(Data records)
__________________________________________________

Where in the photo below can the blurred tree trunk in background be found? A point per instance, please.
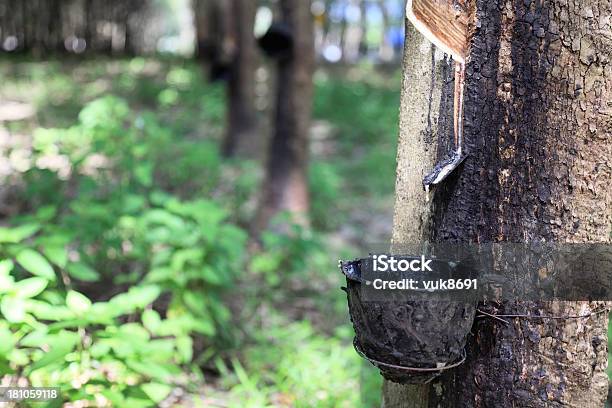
(537, 127)
(286, 185)
(241, 127)
(209, 28)
(57, 26)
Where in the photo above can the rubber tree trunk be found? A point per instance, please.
(286, 186)
(537, 127)
(241, 131)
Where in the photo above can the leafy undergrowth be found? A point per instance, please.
(126, 277)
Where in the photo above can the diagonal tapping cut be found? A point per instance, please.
(445, 23)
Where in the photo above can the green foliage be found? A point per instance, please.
(293, 365)
(366, 116)
(114, 277)
(113, 216)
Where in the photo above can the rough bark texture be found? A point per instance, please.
(537, 128)
(241, 82)
(287, 183)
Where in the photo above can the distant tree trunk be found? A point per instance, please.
(241, 128)
(286, 186)
(537, 128)
(207, 20)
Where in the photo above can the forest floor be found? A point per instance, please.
(291, 341)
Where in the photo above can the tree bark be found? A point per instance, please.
(537, 128)
(241, 131)
(286, 186)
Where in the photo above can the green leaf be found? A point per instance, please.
(151, 320)
(6, 340)
(156, 391)
(56, 254)
(6, 266)
(184, 346)
(82, 272)
(36, 264)
(18, 234)
(77, 302)
(60, 345)
(29, 288)
(13, 309)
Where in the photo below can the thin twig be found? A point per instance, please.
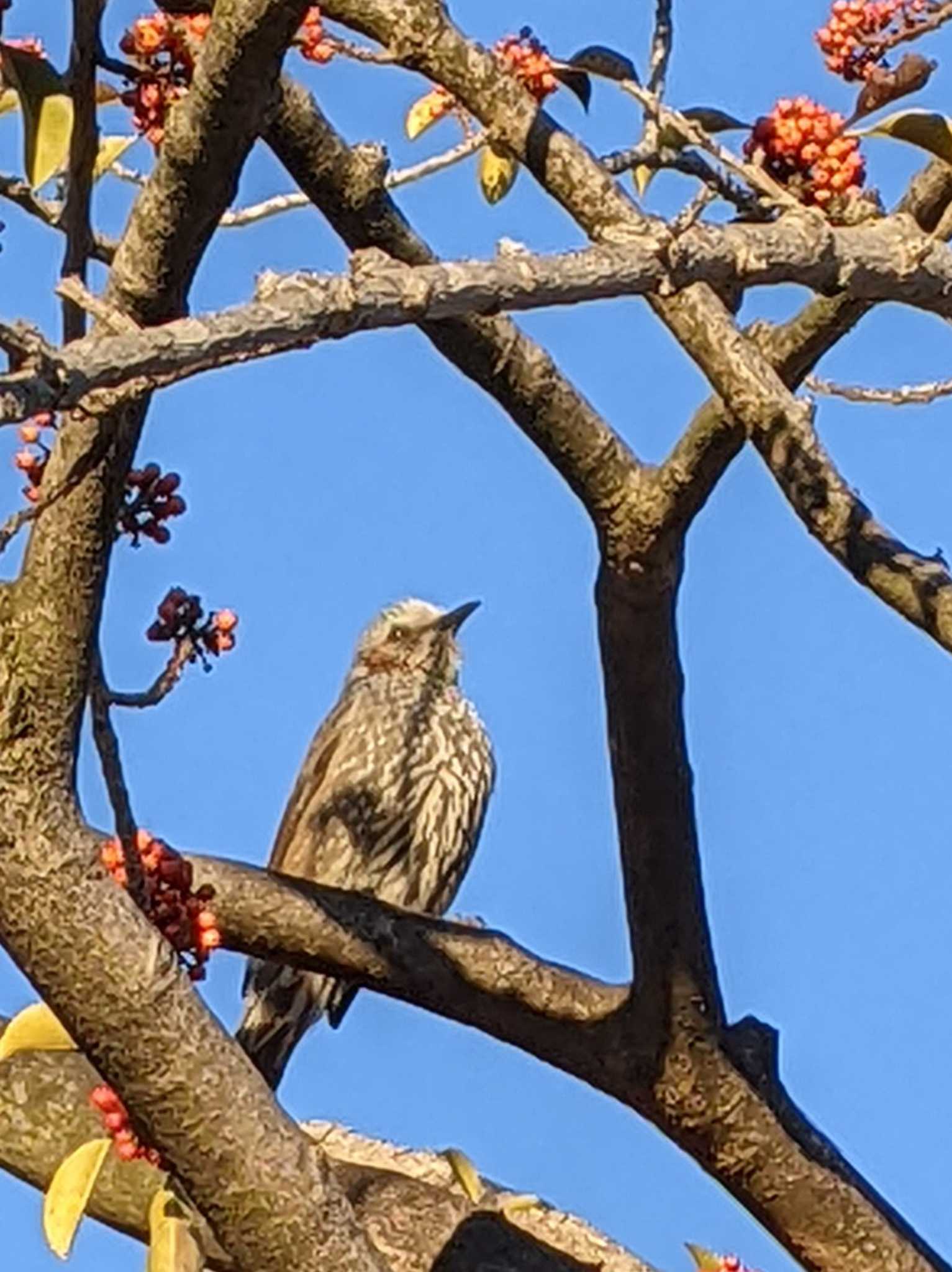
(881, 45)
(360, 52)
(437, 163)
(84, 139)
(18, 193)
(111, 762)
(697, 137)
(279, 204)
(908, 394)
(74, 290)
(691, 213)
(165, 682)
(661, 42)
(131, 175)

__________________________________________________

→ Work to complete:
Your answer should consist solely of the lines from the one with "Where in the photo below can the thin" through the last line of the entries, restated word for word, with the pictures omitted.

→ Reply to the task:
Where in the photo below can the thin twig be found? A point per instance, please.
(881, 45)
(360, 52)
(437, 163)
(84, 139)
(18, 193)
(111, 762)
(697, 137)
(279, 204)
(908, 394)
(74, 290)
(691, 213)
(165, 682)
(661, 42)
(131, 175)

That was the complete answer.